PASSAGE SHOWN:

= Beginning of Section =

(671c) Wettability of Pharmaceutical Powders of Different Particle Size By Droplet Penetration Technique

Authors: 
Moghtadernejad, S., Rutgers University
Han, Y., Rutgers University
Liu, Z., Rutgers University
Muzzio, F., Rutgers, The State University of New Jersey
Callegari, G., Rutgers University
Drazer, G., Rutgers University
We have recently developed a droplet penetration method to characterize the wettability of pharmaceutical powders. This method relies on two key observations during the penetration of a drop deposited on a powder bed: 1) the capillary pressure inside the porous powder is the dominant driving force for the imbibition process and 2) the contact area between the penetrating drop and the powder bed remains constant during most of the process. Under these conditions, we have shown that the penetration process in non-dimensional variables is universal. Hence, using a reference liquid it is possible to decouple the properties of the powder bed from the assessment of the contact angle of the test liquid under consideration. In addition, measuring the penetration times is sufficient to measure the contact angle, without having to solve the penetration problem.

In this work, we use the droplet penetration method to investigate the effect of particle size distribution on the wetting behavior of pharmaceutical powders. We consider two powder materials, an excipient and an active pharmaceutical ingredient (API). The excipient is lactose monohydrate, and was sieved to obtain particles in the following size ranges: 38-45, 45-53, 53-63, 63-75, 75-90, 90-106 mm. The API used is caffeine anhydrous with particle size distribution characterized by d50 = 15, 19 and 30 mm, obtained by jet milling. In all cases, the test liquid is deionized water and the reference liquid used is silicone oil. Lactose powders show a relatively constant contact angle, except for the largest particles. In the case of caffeine, we observe that larger particles yield smaller contact angles. The observed differences could be attributed to differences between milling and sieving processes. Other possible mechanisms leading to the observed dependence of the contact angle on particle size will be discussed.

= End of Section =

Stored data

= Beginning of Section =

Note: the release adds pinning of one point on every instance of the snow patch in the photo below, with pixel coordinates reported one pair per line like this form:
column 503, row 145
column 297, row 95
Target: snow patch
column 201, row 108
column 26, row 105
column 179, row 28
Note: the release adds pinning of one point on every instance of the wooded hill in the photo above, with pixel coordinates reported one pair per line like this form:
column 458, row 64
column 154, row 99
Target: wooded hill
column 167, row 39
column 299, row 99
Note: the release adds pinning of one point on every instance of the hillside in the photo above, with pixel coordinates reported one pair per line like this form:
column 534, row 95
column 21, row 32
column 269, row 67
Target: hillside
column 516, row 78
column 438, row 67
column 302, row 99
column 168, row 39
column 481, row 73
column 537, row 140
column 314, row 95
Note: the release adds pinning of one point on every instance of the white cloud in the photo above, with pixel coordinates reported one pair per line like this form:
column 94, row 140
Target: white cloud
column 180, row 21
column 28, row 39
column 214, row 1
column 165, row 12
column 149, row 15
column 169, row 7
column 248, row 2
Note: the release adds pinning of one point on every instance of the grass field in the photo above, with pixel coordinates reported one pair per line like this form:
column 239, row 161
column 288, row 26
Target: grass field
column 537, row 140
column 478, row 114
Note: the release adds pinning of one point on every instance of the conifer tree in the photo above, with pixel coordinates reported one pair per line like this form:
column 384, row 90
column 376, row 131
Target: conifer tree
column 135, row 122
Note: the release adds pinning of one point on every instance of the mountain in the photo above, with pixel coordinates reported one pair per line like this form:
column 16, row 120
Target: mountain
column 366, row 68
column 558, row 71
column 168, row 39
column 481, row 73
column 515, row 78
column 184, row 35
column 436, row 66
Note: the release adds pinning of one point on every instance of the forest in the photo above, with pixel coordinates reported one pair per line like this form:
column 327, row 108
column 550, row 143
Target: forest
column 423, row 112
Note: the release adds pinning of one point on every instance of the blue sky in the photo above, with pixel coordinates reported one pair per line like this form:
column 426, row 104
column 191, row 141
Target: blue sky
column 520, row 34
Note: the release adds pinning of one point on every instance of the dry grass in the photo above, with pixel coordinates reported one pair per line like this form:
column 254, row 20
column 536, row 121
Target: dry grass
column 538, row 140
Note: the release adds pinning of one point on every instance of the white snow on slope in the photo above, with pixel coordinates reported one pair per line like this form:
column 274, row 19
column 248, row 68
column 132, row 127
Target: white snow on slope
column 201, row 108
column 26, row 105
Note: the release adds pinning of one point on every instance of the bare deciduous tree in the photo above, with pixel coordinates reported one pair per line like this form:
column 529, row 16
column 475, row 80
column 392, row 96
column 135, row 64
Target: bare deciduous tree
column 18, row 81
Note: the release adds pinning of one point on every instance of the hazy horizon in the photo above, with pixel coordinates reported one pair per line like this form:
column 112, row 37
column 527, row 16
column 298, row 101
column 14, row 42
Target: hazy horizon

= End of Section =
= Beginning of Section =

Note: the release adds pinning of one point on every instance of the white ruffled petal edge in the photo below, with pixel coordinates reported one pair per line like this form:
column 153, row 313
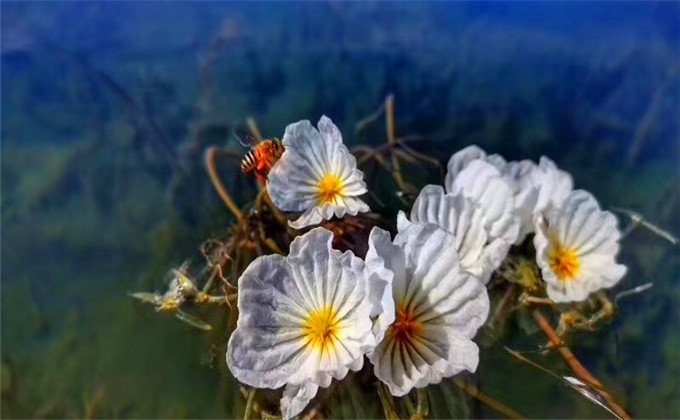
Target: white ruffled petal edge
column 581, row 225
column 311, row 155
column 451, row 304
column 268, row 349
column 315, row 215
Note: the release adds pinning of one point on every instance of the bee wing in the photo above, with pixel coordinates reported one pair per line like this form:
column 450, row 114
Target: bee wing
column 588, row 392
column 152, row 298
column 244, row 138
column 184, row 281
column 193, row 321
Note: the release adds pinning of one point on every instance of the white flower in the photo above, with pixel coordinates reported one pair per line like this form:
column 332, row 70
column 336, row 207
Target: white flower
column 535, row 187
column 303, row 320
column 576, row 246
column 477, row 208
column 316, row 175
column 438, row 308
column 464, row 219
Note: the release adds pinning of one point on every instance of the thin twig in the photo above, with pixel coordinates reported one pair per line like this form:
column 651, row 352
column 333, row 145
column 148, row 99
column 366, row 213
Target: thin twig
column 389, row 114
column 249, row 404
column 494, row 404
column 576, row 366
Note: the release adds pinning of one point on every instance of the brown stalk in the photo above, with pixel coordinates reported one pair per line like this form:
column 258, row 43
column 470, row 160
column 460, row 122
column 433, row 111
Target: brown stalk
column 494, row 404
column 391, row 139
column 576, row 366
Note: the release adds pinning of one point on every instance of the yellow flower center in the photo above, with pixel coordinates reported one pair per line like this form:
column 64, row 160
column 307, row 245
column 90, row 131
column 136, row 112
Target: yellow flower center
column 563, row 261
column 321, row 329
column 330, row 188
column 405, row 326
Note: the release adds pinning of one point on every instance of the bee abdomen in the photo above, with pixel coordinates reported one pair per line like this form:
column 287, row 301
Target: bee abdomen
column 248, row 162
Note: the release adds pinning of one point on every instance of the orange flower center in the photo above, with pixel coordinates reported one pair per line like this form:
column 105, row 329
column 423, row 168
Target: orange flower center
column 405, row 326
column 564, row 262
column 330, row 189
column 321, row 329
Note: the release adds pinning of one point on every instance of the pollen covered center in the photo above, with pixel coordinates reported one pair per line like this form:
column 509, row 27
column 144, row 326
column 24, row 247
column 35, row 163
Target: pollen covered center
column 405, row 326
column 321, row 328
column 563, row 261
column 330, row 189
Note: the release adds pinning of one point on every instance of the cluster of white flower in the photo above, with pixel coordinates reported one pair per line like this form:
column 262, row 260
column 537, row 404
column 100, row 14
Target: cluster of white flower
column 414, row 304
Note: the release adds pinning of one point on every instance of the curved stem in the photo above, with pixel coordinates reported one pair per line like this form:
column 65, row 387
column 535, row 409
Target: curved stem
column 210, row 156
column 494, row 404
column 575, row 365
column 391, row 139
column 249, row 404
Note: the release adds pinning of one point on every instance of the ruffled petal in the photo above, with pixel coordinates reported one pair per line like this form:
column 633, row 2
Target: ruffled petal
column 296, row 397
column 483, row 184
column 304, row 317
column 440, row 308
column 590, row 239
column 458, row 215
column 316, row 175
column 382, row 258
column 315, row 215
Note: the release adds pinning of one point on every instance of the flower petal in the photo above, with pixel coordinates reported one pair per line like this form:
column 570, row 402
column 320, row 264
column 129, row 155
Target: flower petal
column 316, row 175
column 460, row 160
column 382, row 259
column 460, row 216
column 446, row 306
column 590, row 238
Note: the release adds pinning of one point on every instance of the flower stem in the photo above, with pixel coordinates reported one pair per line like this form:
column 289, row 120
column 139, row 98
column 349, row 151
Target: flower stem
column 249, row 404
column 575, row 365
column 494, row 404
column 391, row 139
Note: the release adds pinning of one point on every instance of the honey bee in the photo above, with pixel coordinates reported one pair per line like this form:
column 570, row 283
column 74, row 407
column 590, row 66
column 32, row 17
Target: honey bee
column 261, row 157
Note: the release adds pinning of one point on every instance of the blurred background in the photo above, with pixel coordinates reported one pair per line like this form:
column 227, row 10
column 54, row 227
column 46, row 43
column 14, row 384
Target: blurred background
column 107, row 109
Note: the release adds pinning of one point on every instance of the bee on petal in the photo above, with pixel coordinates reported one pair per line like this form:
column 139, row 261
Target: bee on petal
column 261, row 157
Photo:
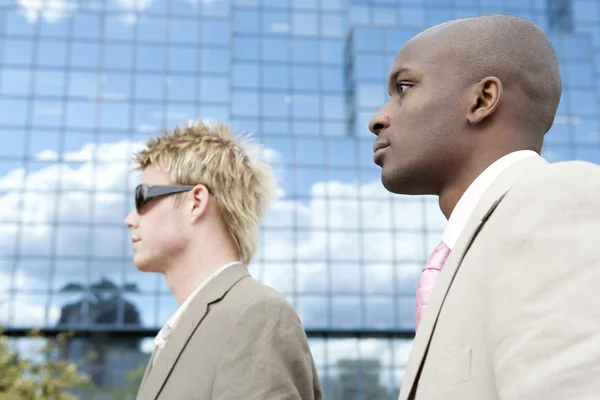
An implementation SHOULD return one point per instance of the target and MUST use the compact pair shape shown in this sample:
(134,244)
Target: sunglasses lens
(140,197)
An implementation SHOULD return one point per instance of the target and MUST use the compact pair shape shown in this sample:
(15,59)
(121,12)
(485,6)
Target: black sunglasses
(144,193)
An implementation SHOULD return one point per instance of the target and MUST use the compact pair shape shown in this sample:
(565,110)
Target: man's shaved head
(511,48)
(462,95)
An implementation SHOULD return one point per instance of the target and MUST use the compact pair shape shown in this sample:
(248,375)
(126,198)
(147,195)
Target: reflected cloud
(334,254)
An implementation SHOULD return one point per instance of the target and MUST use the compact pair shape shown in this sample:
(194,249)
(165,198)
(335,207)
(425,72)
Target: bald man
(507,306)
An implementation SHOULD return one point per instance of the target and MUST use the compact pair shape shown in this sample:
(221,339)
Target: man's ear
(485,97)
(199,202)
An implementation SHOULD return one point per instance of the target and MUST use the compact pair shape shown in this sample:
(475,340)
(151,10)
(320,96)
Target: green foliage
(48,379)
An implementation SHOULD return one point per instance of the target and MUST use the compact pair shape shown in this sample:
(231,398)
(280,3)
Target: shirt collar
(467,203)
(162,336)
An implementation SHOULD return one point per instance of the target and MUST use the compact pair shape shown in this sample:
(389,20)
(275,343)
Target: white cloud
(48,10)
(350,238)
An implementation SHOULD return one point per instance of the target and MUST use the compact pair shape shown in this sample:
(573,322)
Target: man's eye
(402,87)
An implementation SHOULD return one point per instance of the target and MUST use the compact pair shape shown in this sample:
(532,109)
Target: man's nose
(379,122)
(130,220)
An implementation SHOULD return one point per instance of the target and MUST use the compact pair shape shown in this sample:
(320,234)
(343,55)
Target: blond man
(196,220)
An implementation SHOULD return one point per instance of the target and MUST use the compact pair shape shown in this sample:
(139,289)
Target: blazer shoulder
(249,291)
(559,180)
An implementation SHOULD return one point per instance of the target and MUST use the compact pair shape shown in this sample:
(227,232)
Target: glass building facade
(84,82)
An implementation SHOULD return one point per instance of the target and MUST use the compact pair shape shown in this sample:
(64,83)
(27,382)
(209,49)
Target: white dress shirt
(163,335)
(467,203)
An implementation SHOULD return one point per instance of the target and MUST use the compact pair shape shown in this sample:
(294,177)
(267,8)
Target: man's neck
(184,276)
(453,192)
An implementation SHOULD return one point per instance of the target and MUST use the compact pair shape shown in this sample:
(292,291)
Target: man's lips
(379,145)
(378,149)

= End of Section =

PROBLEM: In the abstract on powder wettability, what is used as the reference liquid? The lines were taken from a different source than the text.

RESPONSE: Silicone oil.